▶ [Passage to read]
Oh, no. Teachers don't do it for the money. We do it for the blossoms!

Sunday, November 7, 2010

Week END.

I know that I’m not the only one who comes to 8:30 on Sunday night wondering what happened to the weekend. Just yesterday morning, I got up early and was relaxed as I had the whole weekend ahead of me. Now, as usual, I’m stubbornly refusing to get ready for bed as if I’m a 7-year old. Not getting ready for bed means that the day is not over yet.
Today was exhausting. I spent most of it at church, where I and my brothers and sisters of the church grappled with some tough decision making. Our church is shrinking and we must change the way we do some things as a result. Other things, we love so dearly that we don’t want to let them go. Over reaching all of this is the realization that we must refocus on the business of discipleship and having a personal relationship, each of us, with our Creator. My own experience in having these tough conversations today was a good one. Everyone was respectful, serious, and thoughtful.  I believe we moved forward, even if not to complete conclusions.

▶ [Excerpted data]
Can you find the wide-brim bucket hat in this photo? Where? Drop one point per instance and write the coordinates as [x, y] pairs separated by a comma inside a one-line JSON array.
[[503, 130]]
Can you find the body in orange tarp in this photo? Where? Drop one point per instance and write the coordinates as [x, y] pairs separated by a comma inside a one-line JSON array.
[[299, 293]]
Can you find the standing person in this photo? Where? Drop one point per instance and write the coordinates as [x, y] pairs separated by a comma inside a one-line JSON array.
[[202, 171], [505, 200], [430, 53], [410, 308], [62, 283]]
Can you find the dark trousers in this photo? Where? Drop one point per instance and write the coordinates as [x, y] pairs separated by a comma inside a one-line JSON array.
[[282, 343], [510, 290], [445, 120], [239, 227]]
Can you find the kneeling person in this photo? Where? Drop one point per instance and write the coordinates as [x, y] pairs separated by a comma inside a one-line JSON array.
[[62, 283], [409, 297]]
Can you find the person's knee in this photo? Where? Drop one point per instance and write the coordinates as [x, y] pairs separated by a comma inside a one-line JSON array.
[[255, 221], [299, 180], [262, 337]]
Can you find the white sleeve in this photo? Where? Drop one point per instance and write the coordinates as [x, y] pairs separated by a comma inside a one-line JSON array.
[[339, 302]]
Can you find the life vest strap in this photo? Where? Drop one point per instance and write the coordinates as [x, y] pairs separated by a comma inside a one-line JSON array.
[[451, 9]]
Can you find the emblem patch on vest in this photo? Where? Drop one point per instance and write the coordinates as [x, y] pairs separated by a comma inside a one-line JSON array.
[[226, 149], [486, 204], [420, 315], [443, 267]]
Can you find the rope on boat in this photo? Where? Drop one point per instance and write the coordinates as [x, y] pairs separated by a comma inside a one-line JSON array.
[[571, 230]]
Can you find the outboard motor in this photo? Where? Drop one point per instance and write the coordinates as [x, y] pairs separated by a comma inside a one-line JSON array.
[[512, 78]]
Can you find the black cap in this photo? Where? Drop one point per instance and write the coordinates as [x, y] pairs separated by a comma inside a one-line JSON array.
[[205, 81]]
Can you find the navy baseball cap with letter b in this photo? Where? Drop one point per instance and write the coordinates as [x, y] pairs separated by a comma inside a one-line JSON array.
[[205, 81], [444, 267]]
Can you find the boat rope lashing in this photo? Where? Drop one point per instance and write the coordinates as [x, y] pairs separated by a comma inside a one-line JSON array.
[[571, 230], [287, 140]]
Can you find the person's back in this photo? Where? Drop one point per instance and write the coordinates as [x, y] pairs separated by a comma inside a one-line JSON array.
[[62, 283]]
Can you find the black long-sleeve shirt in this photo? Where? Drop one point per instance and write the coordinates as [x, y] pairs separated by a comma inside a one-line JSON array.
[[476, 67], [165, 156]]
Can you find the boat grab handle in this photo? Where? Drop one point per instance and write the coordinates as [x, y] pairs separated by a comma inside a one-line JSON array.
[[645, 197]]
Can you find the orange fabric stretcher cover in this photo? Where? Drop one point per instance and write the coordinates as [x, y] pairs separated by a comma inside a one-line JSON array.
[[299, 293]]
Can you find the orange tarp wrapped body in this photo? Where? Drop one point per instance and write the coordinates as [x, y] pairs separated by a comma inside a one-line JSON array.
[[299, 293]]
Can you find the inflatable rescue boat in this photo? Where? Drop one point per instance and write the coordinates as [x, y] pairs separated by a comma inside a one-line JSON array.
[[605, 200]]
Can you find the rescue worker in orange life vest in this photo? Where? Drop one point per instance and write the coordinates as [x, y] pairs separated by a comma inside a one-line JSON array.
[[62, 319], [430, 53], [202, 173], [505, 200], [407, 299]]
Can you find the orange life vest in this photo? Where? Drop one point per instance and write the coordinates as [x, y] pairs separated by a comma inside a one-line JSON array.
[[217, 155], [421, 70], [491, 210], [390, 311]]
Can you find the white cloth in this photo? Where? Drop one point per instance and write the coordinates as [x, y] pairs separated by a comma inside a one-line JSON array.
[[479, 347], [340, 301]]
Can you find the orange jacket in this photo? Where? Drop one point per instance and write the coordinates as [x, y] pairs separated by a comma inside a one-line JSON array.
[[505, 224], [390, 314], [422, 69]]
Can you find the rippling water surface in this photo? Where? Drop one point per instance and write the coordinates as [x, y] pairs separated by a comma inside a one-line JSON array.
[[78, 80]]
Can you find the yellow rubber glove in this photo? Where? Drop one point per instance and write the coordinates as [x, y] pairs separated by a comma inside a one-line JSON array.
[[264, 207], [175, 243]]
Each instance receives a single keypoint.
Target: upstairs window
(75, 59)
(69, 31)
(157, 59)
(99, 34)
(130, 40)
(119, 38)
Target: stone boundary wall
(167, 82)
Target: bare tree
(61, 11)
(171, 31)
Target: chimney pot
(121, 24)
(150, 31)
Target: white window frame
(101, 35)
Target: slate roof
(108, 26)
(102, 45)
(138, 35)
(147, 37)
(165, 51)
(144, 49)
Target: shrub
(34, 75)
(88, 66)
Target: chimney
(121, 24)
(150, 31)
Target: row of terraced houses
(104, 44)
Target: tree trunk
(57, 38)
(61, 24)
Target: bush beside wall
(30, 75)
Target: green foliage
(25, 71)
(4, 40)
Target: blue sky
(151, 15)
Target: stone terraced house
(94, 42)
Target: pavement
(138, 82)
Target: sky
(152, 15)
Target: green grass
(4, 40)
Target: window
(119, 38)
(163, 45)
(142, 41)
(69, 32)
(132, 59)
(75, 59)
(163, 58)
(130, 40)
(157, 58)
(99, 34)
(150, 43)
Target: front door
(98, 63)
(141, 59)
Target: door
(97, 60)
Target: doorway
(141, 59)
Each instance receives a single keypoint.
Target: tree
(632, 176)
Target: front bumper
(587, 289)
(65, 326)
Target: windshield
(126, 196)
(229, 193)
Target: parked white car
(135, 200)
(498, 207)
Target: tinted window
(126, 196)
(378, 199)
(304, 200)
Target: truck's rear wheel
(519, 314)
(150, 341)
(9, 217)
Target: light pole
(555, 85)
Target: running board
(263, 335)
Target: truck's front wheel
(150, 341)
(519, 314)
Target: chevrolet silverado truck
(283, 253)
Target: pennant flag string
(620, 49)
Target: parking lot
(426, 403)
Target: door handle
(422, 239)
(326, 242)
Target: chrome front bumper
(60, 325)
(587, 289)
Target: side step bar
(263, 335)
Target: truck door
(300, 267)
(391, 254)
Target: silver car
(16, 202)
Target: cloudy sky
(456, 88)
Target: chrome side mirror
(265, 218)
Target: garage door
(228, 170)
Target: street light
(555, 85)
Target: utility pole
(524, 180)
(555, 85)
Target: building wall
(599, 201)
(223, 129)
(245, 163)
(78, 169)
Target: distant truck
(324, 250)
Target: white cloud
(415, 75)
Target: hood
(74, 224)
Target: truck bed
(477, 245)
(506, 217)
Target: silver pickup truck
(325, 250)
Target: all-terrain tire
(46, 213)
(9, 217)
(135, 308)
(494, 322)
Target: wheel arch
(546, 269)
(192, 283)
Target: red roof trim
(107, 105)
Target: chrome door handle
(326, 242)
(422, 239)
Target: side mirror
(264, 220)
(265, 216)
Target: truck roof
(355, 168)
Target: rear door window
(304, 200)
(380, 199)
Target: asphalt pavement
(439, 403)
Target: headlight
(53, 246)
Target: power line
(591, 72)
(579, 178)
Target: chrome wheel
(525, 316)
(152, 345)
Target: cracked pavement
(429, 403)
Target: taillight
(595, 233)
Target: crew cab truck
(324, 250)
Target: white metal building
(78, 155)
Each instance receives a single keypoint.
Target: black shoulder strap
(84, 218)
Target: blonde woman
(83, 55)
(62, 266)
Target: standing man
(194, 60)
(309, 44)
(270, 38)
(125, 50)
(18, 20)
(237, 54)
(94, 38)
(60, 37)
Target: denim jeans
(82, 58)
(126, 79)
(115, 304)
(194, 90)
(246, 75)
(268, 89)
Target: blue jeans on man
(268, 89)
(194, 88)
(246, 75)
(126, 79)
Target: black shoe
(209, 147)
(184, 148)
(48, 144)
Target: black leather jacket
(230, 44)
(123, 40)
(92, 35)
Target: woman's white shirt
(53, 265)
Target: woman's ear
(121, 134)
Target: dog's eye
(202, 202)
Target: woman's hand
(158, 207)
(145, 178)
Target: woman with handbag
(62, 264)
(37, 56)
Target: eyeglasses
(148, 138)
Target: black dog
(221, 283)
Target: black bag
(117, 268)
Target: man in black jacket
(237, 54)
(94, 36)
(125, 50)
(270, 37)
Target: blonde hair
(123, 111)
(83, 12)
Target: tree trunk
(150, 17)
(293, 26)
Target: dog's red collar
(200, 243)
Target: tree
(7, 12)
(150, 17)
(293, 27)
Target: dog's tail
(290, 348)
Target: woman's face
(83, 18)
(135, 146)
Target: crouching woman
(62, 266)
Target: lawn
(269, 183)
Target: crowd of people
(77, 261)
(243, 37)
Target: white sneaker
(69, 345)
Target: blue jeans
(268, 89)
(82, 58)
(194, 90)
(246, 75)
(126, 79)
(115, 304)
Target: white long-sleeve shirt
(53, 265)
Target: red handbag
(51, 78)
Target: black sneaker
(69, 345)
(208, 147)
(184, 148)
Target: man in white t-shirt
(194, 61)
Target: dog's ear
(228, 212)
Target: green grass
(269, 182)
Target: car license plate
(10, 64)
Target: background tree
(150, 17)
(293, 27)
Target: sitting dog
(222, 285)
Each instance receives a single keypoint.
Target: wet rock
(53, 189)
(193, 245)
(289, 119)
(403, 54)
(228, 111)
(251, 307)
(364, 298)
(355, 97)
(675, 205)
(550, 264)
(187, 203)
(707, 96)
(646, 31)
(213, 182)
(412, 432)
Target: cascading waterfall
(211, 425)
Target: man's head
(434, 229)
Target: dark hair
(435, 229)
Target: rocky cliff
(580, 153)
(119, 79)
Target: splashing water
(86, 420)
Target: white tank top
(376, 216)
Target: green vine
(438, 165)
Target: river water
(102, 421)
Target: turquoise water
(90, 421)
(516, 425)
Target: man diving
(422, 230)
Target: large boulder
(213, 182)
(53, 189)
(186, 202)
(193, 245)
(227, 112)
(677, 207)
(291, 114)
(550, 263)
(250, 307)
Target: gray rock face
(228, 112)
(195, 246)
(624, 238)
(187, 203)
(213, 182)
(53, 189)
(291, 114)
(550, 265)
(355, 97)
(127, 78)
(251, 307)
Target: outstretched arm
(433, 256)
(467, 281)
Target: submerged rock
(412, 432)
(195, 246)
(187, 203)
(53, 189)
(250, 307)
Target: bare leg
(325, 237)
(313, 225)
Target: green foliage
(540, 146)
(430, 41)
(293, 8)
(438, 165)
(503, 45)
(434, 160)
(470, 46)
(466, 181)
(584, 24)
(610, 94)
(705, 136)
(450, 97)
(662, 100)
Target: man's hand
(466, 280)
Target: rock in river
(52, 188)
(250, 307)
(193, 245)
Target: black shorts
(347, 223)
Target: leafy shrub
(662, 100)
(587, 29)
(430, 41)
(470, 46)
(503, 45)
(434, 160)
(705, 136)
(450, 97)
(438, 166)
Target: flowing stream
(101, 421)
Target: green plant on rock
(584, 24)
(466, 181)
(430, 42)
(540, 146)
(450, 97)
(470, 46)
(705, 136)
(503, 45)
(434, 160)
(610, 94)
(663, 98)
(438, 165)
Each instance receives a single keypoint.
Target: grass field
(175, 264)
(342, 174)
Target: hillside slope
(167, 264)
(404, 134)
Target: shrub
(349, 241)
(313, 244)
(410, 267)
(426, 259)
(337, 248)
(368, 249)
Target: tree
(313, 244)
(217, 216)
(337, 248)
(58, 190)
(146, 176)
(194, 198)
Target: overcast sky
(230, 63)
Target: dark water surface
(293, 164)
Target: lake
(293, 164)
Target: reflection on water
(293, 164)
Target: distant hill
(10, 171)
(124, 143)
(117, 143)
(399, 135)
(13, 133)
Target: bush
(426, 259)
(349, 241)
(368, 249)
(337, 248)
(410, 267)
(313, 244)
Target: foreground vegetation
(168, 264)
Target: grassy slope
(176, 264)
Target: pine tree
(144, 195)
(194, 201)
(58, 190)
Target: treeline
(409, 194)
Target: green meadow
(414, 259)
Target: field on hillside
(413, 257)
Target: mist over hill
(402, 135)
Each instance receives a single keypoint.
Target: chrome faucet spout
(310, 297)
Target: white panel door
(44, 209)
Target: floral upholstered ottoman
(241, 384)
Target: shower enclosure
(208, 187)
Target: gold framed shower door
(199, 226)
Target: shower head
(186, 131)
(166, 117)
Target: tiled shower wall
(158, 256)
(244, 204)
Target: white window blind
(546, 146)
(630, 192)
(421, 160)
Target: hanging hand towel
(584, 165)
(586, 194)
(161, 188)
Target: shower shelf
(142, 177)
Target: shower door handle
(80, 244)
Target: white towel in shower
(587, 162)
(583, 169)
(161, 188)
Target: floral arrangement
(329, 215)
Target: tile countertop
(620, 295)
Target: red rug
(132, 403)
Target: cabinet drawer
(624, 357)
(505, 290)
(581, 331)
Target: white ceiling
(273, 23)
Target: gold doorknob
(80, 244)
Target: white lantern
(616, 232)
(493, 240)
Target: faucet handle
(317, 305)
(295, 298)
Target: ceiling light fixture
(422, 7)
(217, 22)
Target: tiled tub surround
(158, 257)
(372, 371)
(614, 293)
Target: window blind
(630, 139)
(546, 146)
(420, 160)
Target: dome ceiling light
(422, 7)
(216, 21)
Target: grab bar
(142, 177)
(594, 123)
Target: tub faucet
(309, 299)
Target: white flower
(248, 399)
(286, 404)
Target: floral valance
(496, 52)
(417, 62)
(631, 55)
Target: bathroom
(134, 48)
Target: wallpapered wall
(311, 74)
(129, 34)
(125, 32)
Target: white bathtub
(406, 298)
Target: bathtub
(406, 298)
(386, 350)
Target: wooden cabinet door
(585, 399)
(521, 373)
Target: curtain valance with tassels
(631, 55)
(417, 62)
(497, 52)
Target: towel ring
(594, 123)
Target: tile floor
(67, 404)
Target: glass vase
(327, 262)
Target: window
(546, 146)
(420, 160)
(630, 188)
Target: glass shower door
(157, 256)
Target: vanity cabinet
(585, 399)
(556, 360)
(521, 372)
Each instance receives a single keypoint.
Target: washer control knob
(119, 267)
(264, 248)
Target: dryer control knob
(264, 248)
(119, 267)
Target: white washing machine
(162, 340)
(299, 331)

▶ [Assigned task 1]
In the weekend blog post, where did the writer spend most of Sunday?
▶ [Assigned task 2]
Continue the weekend blog post from its last sentence.

▶ [Task response 1]
At church.

▶ [Task response 2]
It reminds me of other times in my own life when doors shut again and again to the desires of my own heart; when my plans were torn apart, and every step I took to exert my own will was thwarted. Indeed, I have been brought to my knees, literally, in anguish by what I now see as the hand of God, guiding me to understand one thing: it is not my will that will be done.   As I watch my church family struggle with our reality, I see the same hand of God, bringing us all to our knees in prayer, proving to us again, again, again, that we cannot do without Him.
My small Advent Study group began this last week. I was nervous; new people in my home who had never been before, I wondered how the materials would be appraised by my group members. I forgot to offer a drink to the ladies who arrived first. I trust that they forgive my nerves. The discussion that followed about the mercy, judgment, and promises of God was a rich one that started our group out on a good note. Indeed, it was the one hour in this last week when the spinning of my life stopped. It was the hour that was most remarkable, the most memorable, not so much because of what was said, but for the Spirit that was with us.
Now I lay me down to sleep, I pray the Lord my soul to keep. Thank you for the blessings of my family and friends, a place to live, food to eat, and meaningful work to occupy my days. Help me to hear when You call upon me, help me to do what is set before me, remind me that You wait to hear from me.

Sunday, October 31, 2010

November? Really?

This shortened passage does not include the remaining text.